__Vorliegende Zeilen__.
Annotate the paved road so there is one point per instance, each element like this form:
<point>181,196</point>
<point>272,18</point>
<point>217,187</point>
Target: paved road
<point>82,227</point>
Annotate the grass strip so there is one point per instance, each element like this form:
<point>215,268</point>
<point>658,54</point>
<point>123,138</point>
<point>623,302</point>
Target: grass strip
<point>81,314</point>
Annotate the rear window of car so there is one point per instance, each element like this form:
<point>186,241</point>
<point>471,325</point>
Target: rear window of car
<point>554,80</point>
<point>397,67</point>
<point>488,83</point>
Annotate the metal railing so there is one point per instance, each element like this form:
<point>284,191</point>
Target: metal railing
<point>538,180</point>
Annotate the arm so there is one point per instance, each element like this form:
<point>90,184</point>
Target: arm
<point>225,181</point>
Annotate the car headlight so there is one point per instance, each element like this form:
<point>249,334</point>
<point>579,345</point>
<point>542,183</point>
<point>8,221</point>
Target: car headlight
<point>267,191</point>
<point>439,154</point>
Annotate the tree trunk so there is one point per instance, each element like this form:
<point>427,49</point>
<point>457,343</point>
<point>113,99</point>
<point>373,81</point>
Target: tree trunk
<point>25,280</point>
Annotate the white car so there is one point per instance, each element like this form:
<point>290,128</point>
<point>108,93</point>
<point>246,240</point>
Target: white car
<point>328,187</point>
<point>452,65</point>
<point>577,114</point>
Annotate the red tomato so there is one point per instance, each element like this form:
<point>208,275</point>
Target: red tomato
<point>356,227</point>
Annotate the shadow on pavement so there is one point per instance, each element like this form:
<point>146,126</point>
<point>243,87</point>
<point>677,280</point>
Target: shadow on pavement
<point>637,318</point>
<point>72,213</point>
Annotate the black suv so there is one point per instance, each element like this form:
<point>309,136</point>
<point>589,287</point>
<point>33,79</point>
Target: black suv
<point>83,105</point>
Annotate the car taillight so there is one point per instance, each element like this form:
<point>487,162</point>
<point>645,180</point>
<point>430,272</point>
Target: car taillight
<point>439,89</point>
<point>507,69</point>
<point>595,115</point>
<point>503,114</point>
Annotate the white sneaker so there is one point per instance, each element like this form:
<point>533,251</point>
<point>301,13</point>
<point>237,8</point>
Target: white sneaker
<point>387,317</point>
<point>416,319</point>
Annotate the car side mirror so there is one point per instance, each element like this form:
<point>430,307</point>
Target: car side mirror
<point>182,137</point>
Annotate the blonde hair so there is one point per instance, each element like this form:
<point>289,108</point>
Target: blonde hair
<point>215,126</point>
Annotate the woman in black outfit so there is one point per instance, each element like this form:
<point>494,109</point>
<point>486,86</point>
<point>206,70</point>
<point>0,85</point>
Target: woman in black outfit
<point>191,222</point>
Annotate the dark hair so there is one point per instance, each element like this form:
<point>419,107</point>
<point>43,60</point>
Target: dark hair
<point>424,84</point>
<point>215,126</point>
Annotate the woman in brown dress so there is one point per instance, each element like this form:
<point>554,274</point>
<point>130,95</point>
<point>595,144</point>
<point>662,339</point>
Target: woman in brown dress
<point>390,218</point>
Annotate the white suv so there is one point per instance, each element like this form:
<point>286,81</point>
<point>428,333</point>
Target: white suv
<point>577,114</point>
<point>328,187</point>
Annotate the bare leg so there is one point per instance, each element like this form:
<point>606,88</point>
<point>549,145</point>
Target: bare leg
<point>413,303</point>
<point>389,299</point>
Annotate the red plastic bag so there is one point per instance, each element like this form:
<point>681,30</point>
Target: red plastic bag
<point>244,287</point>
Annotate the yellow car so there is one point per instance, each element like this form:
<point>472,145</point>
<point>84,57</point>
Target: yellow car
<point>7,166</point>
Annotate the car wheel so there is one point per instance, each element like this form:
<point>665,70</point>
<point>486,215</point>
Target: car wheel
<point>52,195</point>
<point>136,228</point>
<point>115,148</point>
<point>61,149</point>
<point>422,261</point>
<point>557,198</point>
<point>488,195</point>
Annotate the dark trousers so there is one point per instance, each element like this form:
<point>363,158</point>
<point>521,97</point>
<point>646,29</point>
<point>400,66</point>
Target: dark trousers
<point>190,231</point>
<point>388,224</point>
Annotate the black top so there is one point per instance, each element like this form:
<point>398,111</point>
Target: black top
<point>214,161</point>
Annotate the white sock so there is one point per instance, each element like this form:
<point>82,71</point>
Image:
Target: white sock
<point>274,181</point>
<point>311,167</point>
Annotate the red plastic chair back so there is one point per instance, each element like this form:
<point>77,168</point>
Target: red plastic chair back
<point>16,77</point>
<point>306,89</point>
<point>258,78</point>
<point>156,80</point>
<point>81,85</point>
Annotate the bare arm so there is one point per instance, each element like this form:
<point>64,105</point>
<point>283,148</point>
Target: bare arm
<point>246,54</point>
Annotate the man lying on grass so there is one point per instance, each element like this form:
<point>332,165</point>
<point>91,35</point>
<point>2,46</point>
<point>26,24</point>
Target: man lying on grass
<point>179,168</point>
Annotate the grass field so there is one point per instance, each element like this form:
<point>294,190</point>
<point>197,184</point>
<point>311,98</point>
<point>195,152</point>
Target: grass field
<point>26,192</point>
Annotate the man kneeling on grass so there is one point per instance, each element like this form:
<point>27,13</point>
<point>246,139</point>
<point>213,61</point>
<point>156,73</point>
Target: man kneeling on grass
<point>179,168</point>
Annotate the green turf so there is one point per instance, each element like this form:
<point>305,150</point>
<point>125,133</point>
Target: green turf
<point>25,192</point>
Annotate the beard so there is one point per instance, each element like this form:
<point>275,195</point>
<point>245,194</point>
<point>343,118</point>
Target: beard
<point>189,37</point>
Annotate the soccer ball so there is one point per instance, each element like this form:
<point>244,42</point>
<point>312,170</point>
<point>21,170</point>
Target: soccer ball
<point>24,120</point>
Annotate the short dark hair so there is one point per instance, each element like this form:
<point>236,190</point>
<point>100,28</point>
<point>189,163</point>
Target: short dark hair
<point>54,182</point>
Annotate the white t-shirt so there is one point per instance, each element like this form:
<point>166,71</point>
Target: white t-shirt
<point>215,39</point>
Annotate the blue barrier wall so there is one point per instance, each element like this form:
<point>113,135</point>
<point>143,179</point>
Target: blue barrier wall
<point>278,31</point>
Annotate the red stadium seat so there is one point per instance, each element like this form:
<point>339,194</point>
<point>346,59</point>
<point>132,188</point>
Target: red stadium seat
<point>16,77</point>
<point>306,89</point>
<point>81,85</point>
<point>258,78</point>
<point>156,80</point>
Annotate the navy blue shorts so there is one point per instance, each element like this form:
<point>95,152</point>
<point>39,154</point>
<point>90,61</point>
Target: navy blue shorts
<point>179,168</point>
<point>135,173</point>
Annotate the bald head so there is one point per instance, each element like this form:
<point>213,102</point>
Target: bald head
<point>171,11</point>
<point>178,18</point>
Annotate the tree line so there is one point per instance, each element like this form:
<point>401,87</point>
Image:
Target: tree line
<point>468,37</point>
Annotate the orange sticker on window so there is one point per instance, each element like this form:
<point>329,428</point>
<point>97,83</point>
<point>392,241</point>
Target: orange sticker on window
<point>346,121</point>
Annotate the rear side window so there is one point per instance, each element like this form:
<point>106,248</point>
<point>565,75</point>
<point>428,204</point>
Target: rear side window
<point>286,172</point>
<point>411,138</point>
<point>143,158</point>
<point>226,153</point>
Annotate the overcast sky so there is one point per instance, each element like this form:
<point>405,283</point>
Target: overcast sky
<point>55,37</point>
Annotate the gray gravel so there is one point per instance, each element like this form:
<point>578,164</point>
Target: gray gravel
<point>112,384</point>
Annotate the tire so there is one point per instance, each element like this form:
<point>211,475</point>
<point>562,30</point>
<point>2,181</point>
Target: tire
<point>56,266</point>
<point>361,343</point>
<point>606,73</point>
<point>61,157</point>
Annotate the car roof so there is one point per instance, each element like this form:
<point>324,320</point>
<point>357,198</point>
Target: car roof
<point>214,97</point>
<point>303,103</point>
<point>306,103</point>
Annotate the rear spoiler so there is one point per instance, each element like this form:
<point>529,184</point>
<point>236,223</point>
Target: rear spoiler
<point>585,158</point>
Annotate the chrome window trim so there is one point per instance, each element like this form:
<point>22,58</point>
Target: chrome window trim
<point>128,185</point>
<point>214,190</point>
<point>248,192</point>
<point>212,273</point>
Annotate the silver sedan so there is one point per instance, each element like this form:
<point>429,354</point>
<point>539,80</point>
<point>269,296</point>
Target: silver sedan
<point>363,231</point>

__Ziel der Aufgabe__.
Gib den Abschnitt der Zeilen oben wortgetreu wieder, der mit der Zeile beginnt, die "Annotate the man lying" enthält, und mit der Zeile endet, die "<point>26,192</point>" enthält, beide eingeschlossen.

__Antwort zur Aufgabe__.
Annotate the man lying on grass so there is one point per instance, each element like this form:
<point>332,165</point>
<point>91,35</point>
<point>2,46</point>
<point>26,24</point>
Target: man lying on grass
<point>179,168</point>
Annotate the grass field so there is one point per instance, each element like this form:
<point>294,190</point>
<point>197,184</point>
<point>311,98</point>
<point>195,152</point>
Target: grass field
<point>26,192</point>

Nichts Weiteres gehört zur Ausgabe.